(Data entries)

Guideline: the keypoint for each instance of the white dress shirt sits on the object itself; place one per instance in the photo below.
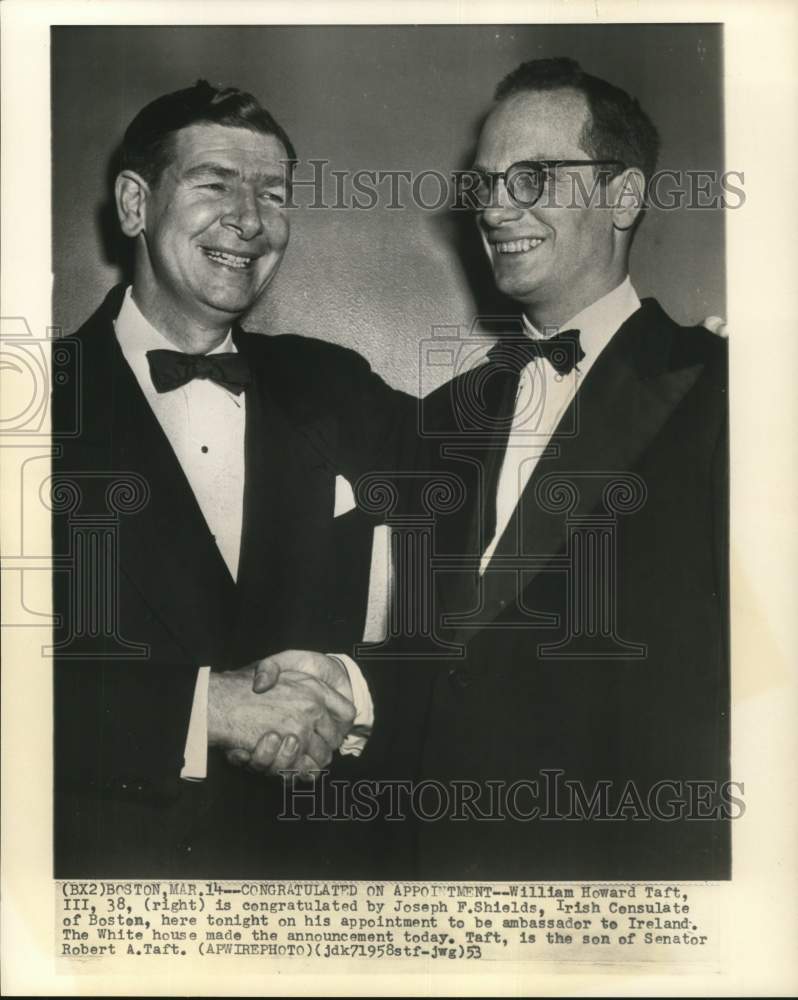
(205, 425)
(543, 396)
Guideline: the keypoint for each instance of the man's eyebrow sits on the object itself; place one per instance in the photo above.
(202, 169)
(533, 158)
(218, 170)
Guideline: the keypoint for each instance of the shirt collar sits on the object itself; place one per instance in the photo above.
(600, 320)
(136, 336)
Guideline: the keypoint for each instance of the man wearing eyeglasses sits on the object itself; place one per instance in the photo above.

> WHAT YOU WILL DO: From the first line to the last, repeat the data above exactly and leave the pictures out.

> RESPONSE TO THIS TASK:
Guideline: the keypoint for each instance of the white dress shirt sits on the object itself; place one per instance in the photo below.
(205, 425)
(543, 396)
Guideline: the keypoint for each instance of the man's eyebrow sits on the object itself; place one per instance in the photo above.
(202, 169)
(533, 158)
(218, 170)
Guideline: the keypoint for each instance of the shirt collar sits on the object itself; place one per instance in the photo above.
(600, 320)
(136, 336)
Guideline: the keypoint for each instance of the man wearing eyeglasses sits on the object itself; place one per instance in the photo above.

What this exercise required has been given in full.